• Texte fourni
# # # # # # #
Les Editions Denoël rééditent un des trésors de leur fonds, les oeuvres complètes de Blaise Cendrars, réunies dans les années 1960, puis sorties à nouveau sous forme d'édition critique au début des années 2000. Cette fois, les quinze volumes de l'édition ont été mis à jour, révisés et actualisés.
Les Poésies complètes en sont le premier tome. Ce volume présente les poèmes dans l'ordre chronologique de leur composition, accompagnés des illustrations des éditions originales.

Blaise Cendrars, pseudonyme de Frédéric Sauser, est une figure fascinante du XXème siècle. Ecrivain, essayiste, poète et grand bourlingueur, né en Suisse et mort à Paris, ayant voyagé, dès le début du siècle dernier, en Russie, en Chine, aux Etats-Unis et au Brésil, il mêle dans ses oeuvres expériences vécues et imaginaires. « Il faut vivre la poésie avant de l'écrire ». Mais nul ne saura jamais s'il a réellement emprunté le Transsibérien, pour écrire un ses poèmes les plus célèbres !

Toutes ses oeuvres poétiques ont été écrites entre 1912 et 1924, donc entre ses 25 et 37 ans.
Il s'agit, hors quelques poèmes épars, de :

Les Pâques, écrit un Vendredi Saint à New York, après une nuit d'errance, poème exalté à la facture encore classique ;

Prose du Transsibérien et de la petite Jeanne de France, long poème épique au rythme tressautant, haletant et répétitif comme celui du train,
« Je suis en route
J'ai toujours été en route
Je suis en route avec la petite Jehanne de France
Le train fait un saut périlleux et retombe sur toutes ses roues
Le train retombe sur ses roues
Le train retombe toujours sur toutes ses roues »
# # # # # # #
• Lignes de données
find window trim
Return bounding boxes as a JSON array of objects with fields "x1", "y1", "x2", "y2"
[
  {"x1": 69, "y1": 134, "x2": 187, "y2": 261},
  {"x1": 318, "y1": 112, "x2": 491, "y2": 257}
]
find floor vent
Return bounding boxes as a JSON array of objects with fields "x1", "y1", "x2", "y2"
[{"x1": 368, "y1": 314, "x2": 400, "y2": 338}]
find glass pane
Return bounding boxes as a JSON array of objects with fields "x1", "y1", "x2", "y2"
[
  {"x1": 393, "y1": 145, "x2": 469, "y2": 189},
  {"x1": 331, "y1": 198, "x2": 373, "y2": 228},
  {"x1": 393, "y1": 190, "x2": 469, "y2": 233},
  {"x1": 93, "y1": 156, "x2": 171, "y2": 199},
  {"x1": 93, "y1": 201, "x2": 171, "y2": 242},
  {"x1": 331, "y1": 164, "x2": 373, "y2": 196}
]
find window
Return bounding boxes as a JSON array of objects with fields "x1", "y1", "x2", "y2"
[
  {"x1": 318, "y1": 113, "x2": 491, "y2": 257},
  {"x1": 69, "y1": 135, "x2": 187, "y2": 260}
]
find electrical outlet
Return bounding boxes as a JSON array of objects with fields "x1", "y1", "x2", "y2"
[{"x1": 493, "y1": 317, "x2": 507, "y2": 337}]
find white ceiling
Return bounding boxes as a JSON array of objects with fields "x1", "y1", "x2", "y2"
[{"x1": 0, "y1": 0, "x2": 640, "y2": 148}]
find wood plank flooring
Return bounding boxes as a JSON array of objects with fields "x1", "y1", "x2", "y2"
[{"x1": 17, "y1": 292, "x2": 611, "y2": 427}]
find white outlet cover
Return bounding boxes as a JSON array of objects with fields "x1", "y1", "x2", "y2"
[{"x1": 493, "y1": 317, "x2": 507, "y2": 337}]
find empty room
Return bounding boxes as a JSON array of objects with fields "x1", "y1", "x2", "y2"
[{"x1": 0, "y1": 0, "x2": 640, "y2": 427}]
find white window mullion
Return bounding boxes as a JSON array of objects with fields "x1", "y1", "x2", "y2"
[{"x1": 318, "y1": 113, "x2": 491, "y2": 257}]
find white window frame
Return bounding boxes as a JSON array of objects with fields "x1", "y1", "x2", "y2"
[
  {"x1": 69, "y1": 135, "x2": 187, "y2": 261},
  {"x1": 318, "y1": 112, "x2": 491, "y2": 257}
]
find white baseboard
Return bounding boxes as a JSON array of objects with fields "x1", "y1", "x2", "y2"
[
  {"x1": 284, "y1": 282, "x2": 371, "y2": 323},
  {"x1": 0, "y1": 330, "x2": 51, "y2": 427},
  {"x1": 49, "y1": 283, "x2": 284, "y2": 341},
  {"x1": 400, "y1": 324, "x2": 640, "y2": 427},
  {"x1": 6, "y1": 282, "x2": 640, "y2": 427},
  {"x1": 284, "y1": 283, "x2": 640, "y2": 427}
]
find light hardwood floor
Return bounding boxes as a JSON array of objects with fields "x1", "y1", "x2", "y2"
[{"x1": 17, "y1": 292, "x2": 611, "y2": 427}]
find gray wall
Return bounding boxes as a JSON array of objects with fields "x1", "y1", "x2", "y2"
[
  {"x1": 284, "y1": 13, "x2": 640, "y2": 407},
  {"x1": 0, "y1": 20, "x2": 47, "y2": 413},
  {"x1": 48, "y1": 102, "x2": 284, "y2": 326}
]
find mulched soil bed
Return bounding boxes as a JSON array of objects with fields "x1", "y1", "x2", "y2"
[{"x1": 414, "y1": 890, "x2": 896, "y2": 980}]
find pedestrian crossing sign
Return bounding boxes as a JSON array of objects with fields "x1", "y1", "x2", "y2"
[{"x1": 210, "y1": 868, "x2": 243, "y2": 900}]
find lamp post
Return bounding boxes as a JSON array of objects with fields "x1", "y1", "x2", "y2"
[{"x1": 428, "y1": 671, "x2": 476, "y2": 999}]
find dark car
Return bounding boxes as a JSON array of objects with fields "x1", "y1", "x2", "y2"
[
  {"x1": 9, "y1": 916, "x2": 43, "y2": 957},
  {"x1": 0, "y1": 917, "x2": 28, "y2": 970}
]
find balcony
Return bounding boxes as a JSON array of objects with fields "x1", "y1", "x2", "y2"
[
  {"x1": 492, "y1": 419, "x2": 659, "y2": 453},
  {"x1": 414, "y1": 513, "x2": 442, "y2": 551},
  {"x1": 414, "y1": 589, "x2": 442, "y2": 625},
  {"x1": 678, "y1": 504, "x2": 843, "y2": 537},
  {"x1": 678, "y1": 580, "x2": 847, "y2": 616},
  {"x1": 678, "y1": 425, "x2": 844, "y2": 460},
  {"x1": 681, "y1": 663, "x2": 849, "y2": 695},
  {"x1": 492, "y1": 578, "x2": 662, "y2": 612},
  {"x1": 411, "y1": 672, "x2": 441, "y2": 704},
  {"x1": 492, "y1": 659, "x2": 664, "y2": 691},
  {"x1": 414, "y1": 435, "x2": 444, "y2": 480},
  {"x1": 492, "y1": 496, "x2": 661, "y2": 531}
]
# # # # # # #
• Tâches demandées
1: Résumez en deux phrases le texte sur Blaise Cendrars.
2: Traduisez en anglais la phrase suivante du texte sur Blaise Cendrars : « Ce volume présente les poèmes dans l'ordre chronologique de leur composition, accompagnés des illustrations des éditions originales. »
3: Dressez la liste de tous les pays où, selon le texte sur Blaise Cendrars, l'écrivain a voyagé.

• Réponses rédigées
1: Les Editions Denoël rééditent en quinze volumes mis à jour les œuvres complètes de Blaise Cendrars, dont le premier tome, les Poésies complètes, présente les poèmes dans l'ordre chronologique avec les illustrations des éditions originales. Pseudonyme de Frédéric Sauser, né en Suisse et mort à Paris, grand voyageur qui mêle expériences vécues et imaginaires, Cendrars a écrit toutes ses œuvres poétiques entre 1912 et 1924, dont Les Pâques et la Prose du Transsibérien et de la petite Jeanne de France.

2: This volume presents the poems in the chronological order of their composition, accompanied by the illustrations from the original editions.

3:
- la Russie
- la Chine
- les Etats-Unis
- le Brésil